▶ Prompt a
In the Bitcoin fee discussion below, what fee is estimated for a simple 1 to 1 transaction targeting confirmation within 24 hours?
** start of Provided passage **
That period did not last. Yes, if you try hard enough and look narrowly enough you can find exceptions to any of these rules, but it holds as a general guideline. If hyperinflation had continued indefinitely, it's probable some other commodity would have supplanted it as a de facto currency.
Does Valve really needs more than 0 confirmations? double-spending doesn't seems like a big issue for them since Steam is DRM and they have some level of control over the software people have in their libraries (and total control in the case of online games). If the concern is whether some people would just download games, double-spend before getting one confirmation and then keep Steam offline forever (or copy the game files from the steam folder), I think people can already do something similar as they let users "return" games during the firsts 24 hours after the purchase.
The problem with zero conf now is that the transaction may never get through. Blocks are full so often that if the fee isn't high enough the tx might stay stuck in the mempool for weeks until the machine is rebooted and the tx is lost forever.
Extremely low tx fees may never get into a block, but I just checked the the current price for a target of 24hs max (the same window time that fiat users currently have for returns) and it shouldn't be more than $0.35 USD for a simple 1 to 1 transaction (14 sat/byte). I know that this still isn't good, specially when you may be sending just $5 for some cheap game, but it's not that terrible either in my opinion...
** end of Provided passage **
▶ Prompt b
From the entries below, pull out every line that contains the word "green".
** start of Given records **
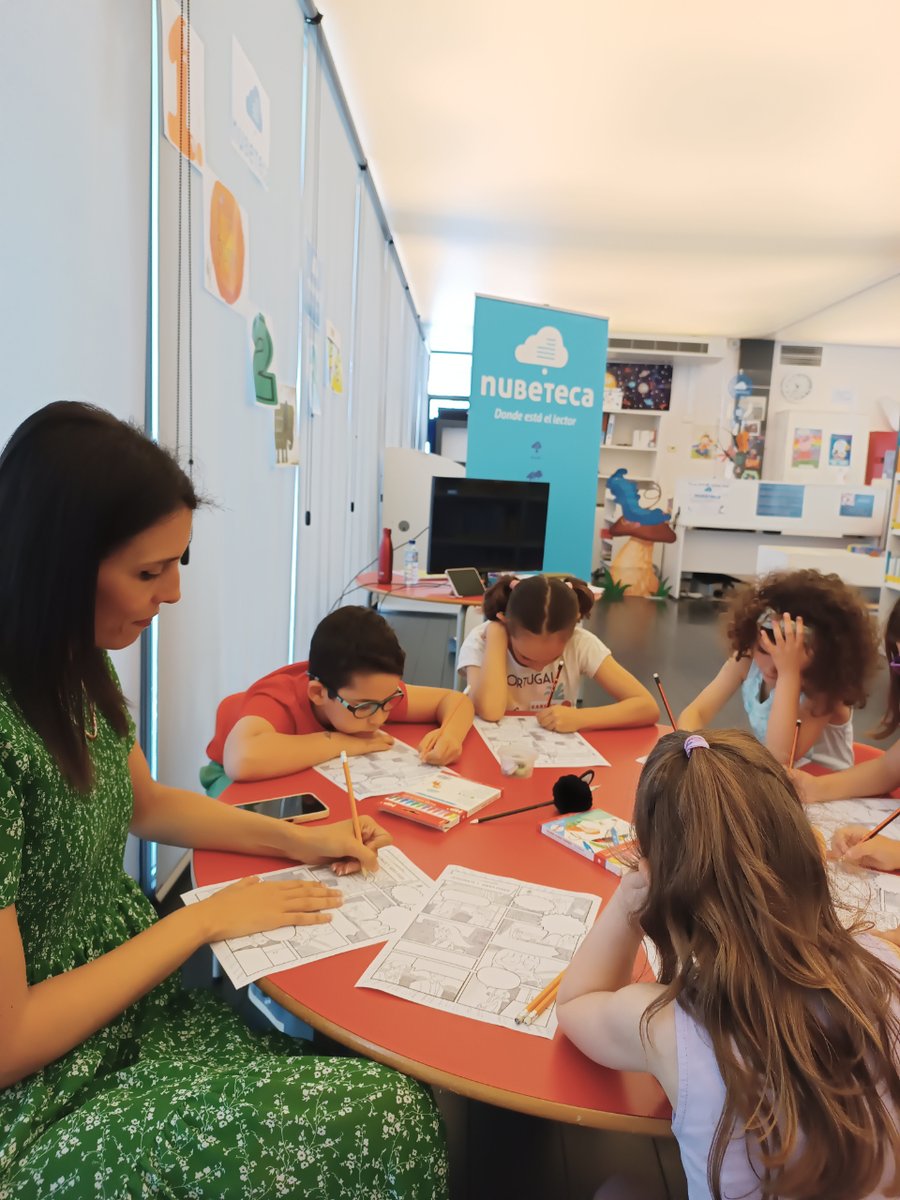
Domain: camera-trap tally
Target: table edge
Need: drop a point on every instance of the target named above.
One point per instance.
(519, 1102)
** end of Given records **
** start of Given records **
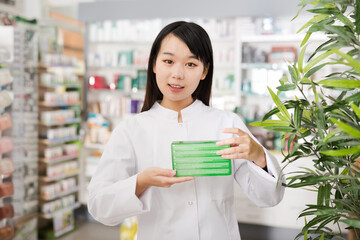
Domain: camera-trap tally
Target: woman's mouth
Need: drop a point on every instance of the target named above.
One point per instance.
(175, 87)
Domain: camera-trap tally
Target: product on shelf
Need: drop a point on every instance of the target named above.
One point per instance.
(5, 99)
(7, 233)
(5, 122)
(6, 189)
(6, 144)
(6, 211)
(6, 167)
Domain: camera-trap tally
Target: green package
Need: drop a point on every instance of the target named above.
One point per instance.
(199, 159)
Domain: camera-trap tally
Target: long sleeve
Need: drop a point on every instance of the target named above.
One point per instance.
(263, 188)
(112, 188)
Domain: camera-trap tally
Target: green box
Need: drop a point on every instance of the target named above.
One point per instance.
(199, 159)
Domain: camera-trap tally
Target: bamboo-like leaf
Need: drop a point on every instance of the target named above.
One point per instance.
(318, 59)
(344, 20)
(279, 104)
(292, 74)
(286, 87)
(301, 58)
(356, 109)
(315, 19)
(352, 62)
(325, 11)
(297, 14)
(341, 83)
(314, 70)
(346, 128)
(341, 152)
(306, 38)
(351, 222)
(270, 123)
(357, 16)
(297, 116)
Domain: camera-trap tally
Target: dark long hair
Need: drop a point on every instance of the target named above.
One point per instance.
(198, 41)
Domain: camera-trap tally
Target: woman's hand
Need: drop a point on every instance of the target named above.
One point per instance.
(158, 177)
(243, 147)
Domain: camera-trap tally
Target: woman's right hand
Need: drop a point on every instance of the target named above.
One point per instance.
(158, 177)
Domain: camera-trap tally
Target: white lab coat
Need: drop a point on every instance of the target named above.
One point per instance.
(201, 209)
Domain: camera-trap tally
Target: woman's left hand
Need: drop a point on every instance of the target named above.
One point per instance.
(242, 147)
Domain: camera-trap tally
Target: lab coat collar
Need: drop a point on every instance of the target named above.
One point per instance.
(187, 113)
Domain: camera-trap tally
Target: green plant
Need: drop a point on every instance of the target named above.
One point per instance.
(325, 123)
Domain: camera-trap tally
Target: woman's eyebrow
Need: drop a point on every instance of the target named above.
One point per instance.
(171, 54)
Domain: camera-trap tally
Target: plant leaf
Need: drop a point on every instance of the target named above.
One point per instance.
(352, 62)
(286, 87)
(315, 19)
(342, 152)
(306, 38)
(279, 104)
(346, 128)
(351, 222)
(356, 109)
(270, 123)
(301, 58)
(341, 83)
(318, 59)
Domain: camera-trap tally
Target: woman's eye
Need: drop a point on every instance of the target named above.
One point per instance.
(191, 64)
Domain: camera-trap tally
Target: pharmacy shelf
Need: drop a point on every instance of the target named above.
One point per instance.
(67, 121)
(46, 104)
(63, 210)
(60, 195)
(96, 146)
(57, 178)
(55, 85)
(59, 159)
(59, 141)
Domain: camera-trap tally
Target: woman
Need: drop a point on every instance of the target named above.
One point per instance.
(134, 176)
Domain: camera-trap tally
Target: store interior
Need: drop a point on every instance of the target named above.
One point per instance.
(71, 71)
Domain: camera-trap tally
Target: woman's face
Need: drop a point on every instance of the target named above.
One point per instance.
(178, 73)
** end of Given records **
** start of Given records **
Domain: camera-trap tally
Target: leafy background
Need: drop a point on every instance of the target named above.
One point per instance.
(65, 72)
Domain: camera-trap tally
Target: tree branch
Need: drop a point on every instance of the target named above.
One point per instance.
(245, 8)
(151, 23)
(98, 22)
** end of Given records **
▶ Written solution a
No more than $0.35 USD (14 sat/byte).

▶ Written solution b
Target: green package
Target: green box
Target: green plant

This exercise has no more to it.